Your assignment
Your output should be the line that contains "this might be easy — spot the light" and all lines after it in the records, retyped exactly through the last one.

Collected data
=== Section Start ===

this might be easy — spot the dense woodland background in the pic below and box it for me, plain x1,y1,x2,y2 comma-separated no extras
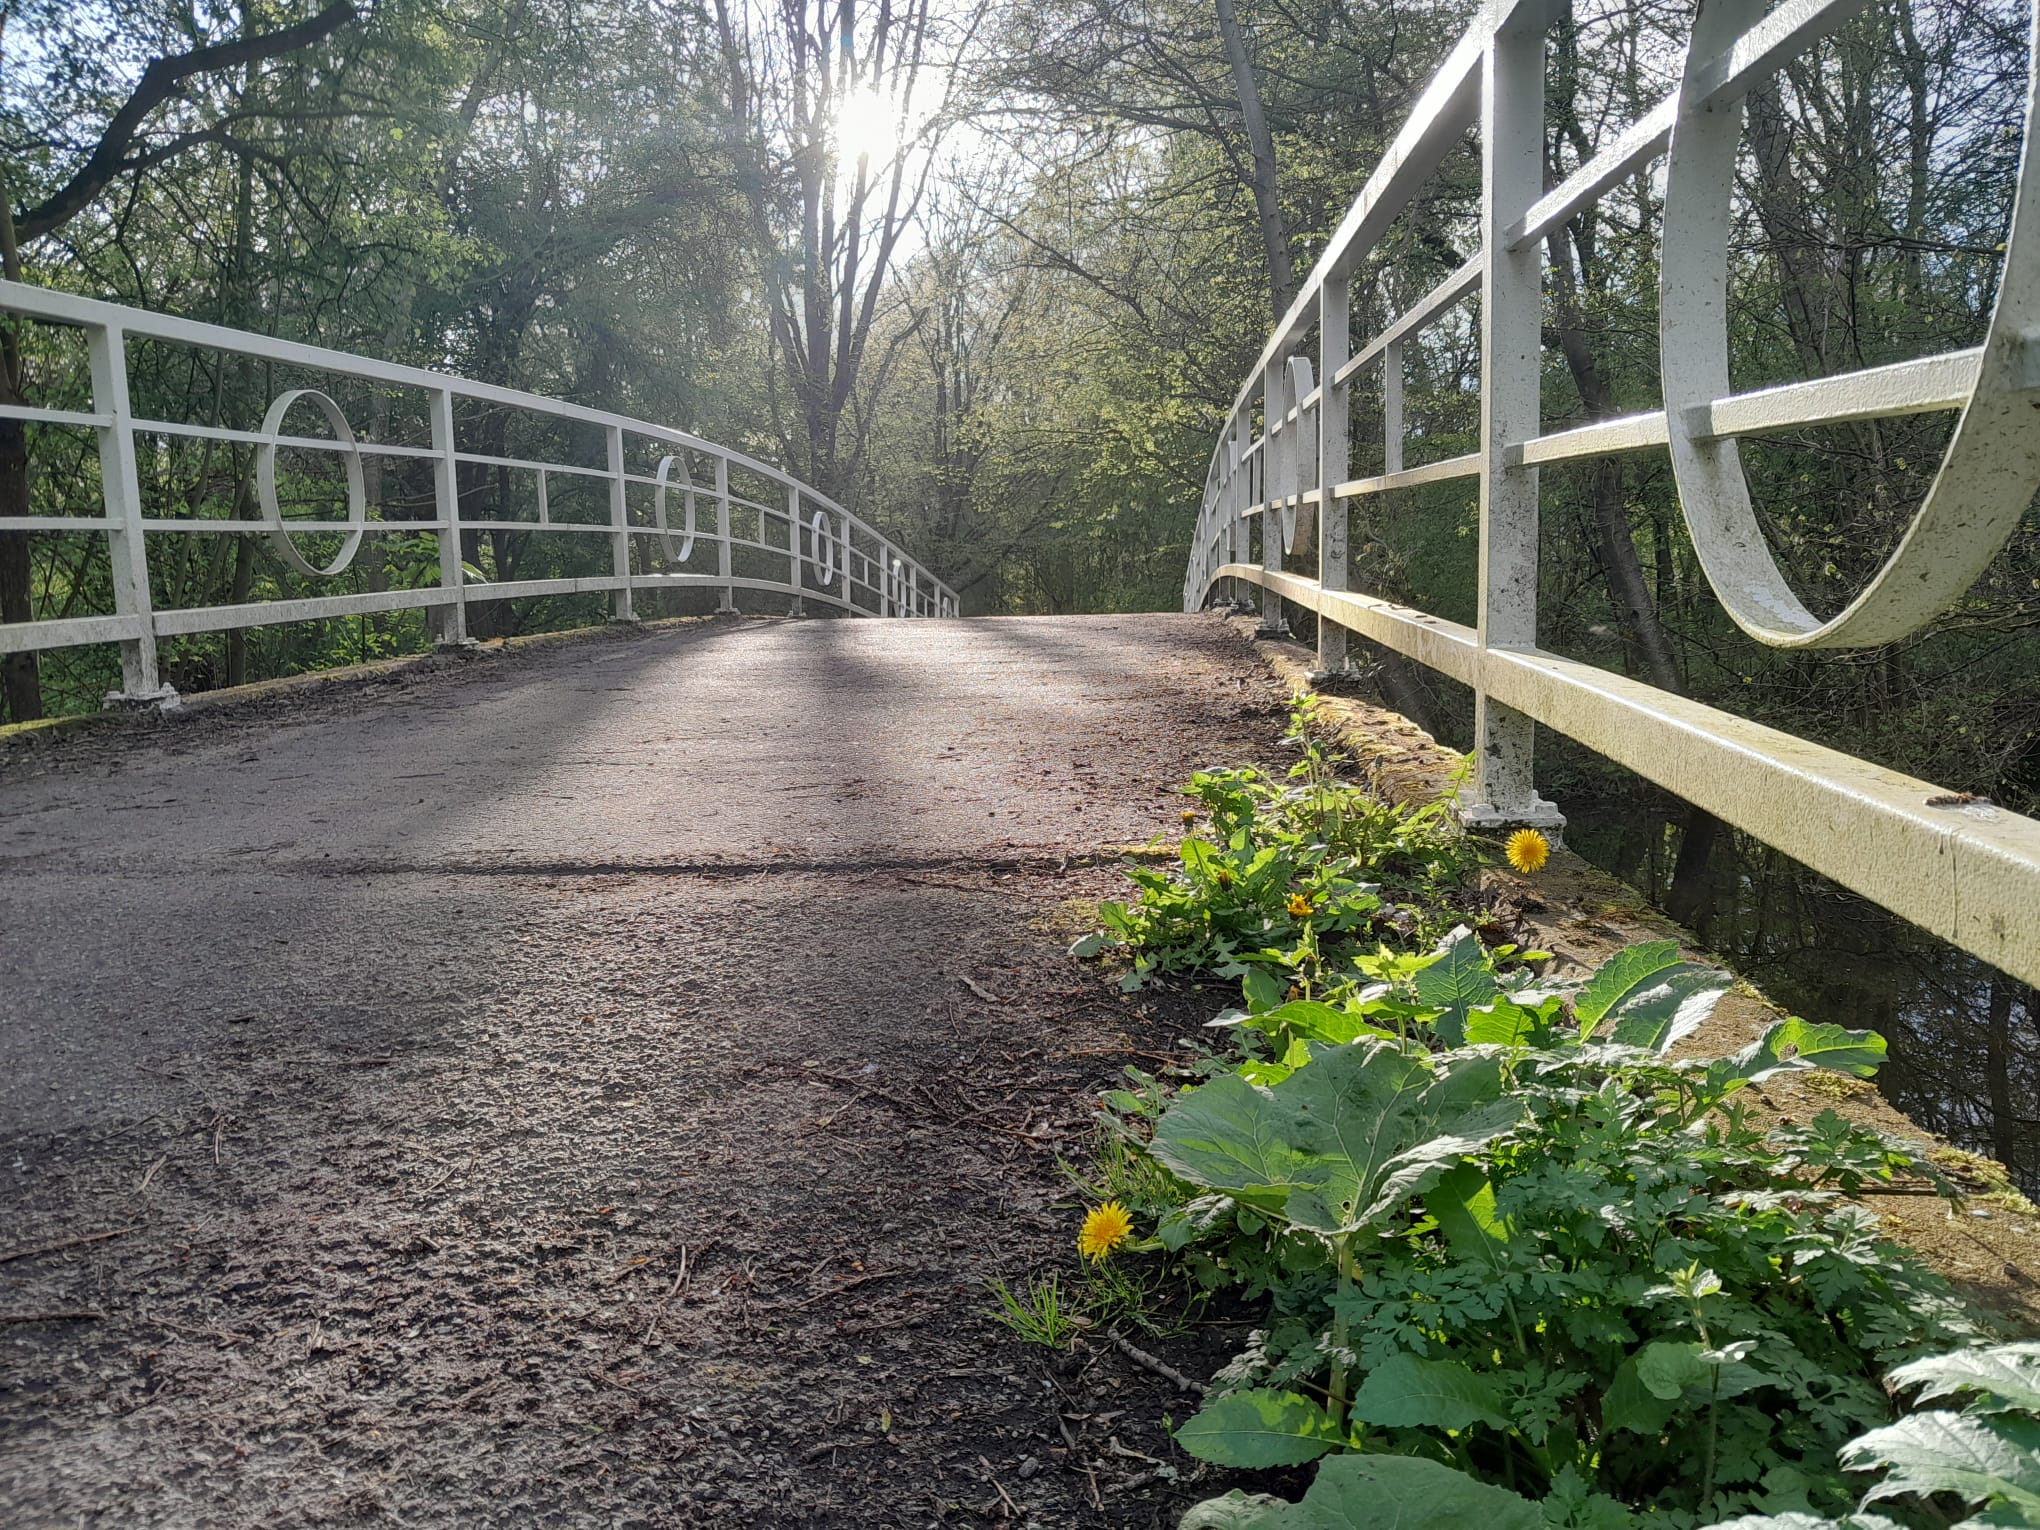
3,1,2037,1168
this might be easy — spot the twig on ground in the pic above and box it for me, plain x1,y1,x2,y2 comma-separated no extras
1109,1330,1207,1395
785,1268,917,1310
643,1245,690,1344
799,1436,885,1462
958,974,1005,1004
137,1155,168,1192
978,1455,1021,1518
0,1309,104,1325
0,1227,130,1265
421,1151,476,1195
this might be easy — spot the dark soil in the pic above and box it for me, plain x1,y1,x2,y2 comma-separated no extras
0,613,1300,1527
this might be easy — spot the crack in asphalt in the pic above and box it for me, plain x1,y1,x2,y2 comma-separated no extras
297,850,1163,879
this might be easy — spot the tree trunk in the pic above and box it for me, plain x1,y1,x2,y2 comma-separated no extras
0,155,43,722
1213,0,1295,318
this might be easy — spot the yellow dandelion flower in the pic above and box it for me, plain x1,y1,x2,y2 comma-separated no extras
1505,828,1551,874
1286,892,1314,918
1078,1201,1134,1261
1180,808,1199,823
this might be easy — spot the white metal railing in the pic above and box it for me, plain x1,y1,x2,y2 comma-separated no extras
0,280,957,705
1183,0,2040,988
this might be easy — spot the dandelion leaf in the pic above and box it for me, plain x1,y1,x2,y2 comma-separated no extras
1349,1353,1510,1431
1172,1454,1544,1530
1172,1388,1340,1468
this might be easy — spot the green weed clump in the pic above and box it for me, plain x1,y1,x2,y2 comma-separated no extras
1065,702,2027,1530
1072,695,1476,994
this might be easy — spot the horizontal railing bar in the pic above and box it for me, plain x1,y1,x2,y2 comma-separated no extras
150,586,457,636
1687,348,1978,440
0,516,114,532
457,451,610,479
0,403,113,428
1335,256,1484,387
1508,99,1674,251
1209,563,2040,987
0,613,146,653
0,279,903,541
1507,349,1981,467
135,418,442,459
1332,452,1481,497
1509,411,1669,467
1693,0,1879,106
142,518,433,533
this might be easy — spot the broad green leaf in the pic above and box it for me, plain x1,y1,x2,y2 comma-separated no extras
1602,1355,1678,1436
1256,1000,1391,1046
1174,1454,1544,1530
1414,927,1500,1047
1243,967,1289,1014
1156,1195,1237,1253
1277,1044,1518,1234
1151,1041,1518,1236
1575,942,1682,1026
1890,1344,2040,1414
1147,1072,1330,1218
1570,942,1730,1050
1850,1412,2040,1514
1727,1018,1889,1082
1349,1353,1509,1431
1428,1163,1514,1273
1068,931,1112,958
1172,1388,1339,1467
1575,942,1729,1050
1464,997,1546,1047
1633,1340,1768,1404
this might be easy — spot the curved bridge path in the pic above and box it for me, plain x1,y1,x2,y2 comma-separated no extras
0,614,1293,1530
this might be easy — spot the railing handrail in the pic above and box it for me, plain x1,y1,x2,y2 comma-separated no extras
0,278,958,702
1183,0,2040,989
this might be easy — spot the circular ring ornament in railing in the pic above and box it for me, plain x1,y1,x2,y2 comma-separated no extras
1659,0,2040,649
652,453,699,563
256,388,366,578
808,510,836,585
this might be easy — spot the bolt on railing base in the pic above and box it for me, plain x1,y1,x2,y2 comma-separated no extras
1253,617,1293,639
606,612,643,626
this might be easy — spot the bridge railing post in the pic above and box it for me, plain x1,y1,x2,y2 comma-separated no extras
606,424,636,623
1256,365,1290,637
839,512,852,610
715,455,736,614
1230,417,1250,609
1383,340,1404,476
1464,13,1564,834
84,322,173,705
786,484,805,617
428,386,470,647
1315,274,1353,680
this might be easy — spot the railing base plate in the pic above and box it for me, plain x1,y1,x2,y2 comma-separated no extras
102,684,181,714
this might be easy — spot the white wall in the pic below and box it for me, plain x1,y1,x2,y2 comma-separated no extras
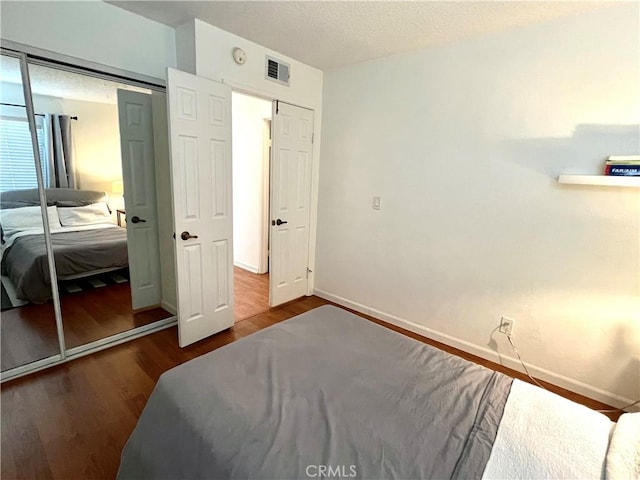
191,20,323,109
43,97,121,194
232,91,272,273
177,20,324,291
174,21,197,75
316,4,640,407
0,0,175,81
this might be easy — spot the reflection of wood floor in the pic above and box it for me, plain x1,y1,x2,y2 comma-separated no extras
234,266,269,322
1,283,170,372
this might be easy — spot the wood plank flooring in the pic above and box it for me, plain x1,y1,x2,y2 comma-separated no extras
1,283,171,372
233,266,269,322
1,294,621,480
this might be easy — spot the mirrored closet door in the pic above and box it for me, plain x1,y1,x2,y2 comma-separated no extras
0,47,176,380
0,52,63,372
28,61,176,354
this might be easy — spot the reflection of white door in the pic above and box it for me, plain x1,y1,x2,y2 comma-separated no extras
117,90,162,310
269,102,314,306
167,68,234,347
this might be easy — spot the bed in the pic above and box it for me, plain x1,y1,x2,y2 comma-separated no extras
0,188,128,303
118,305,639,479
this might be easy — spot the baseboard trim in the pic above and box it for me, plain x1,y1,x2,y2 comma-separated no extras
161,300,177,315
314,289,637,411
234,261,260,274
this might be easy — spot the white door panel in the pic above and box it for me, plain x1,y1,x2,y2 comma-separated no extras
167,68,234,347
270,102,314,306
117,90,162,310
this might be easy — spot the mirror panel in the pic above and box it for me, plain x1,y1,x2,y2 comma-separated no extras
26,61,175,350
0,53,61,372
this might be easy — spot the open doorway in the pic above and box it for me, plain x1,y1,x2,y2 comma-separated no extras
231,91,272,322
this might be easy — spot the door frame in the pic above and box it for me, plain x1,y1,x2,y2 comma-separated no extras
259,118,271,275
228,84,319,300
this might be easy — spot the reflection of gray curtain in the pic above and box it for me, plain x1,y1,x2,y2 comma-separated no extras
46,114,77,188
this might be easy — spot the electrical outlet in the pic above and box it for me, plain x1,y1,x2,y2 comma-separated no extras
499,316,515,336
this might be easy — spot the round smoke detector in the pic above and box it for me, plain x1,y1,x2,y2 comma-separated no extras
232,47,247,65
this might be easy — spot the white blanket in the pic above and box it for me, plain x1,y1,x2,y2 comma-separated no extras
606,412,640,480
483,379,614,479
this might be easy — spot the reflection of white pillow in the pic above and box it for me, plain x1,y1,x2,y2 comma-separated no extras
58,202,112,226
0,205,61,238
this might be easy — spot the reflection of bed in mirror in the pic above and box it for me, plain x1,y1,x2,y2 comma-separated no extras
0,188,128,304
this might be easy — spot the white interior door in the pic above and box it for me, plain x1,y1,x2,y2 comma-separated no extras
117,89,162,310
167,68,234,347
269,101,314,306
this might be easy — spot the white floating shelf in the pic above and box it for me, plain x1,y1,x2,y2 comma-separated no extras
558,174,640,188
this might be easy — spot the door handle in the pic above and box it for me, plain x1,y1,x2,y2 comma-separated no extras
130,216,146,224
181,231,199,240
272,219,288,226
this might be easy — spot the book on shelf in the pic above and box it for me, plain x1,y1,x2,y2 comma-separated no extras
607,155,640,162
604,155,640,175
605,164,640,176
605,160,640,166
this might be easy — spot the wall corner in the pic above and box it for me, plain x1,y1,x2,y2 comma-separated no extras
174,19,197,74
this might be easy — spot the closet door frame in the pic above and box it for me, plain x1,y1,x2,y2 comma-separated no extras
0,48,65,378
0,44,177,383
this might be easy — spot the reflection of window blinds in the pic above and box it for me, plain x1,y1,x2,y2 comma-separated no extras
0,117,47,192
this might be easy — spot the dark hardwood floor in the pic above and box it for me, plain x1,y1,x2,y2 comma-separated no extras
1,294,621,479
1,283,171,372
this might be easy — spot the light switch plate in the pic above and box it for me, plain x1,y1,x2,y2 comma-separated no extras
373,196,381,210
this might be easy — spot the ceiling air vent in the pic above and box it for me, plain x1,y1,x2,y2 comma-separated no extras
265,55,290,86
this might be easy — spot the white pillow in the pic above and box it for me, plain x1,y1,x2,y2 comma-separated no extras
57,202,112,227
0,205,61,239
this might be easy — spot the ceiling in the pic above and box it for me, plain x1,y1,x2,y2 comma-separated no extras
107,1,611,70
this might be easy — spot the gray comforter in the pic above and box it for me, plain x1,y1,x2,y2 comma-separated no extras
1,227,128,303
118,305,513,480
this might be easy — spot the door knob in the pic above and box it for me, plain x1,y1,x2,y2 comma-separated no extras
181,231,199,240
130,216,146,224
273,219,288,226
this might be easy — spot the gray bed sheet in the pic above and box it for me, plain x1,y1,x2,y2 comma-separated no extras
118,305,513,480
1,227,128,303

=== Section End ===

Result
this might be easy — spot the light switch plate in the pic above and box it for me, plain x1,y1,x2,y2 comma-separated no extras
373,196,381,210
this might be easy — spot the ceiling air vent in the pic above and box it for me, plain x1,y1,x2,y2 comma-separated no extras
265,55,290,86
this might be easy — spot the white pillow in the pic above and box it for me, plain x1,y1,x2,y2 comma-separated no extras
57,202,112,227
0,205,61,239
this might be easy — spot the ceiling in the pic above and box it for me, plain x1,y1,x2,y2 comma-separated no extras
107,1,611,70
this might be easy — spot the gray comforter in the pic above and box it for me, plain x1,y1,x2,y2 comma-separated no extras
1,227,128,303
118,305,513,480
this might be easy — spot the door knob in the pic above and box it for me, plain x1,y1,x2,y2 comma-separated no extras
181,231,199,240
130,216,146,224
273,219,288,226
this might be easy — spot the gray bed sheet in the pic above and box it for me, plain x1,y1,x2,y2 comma-separated no extras
118,305,513,480
1,227,128,303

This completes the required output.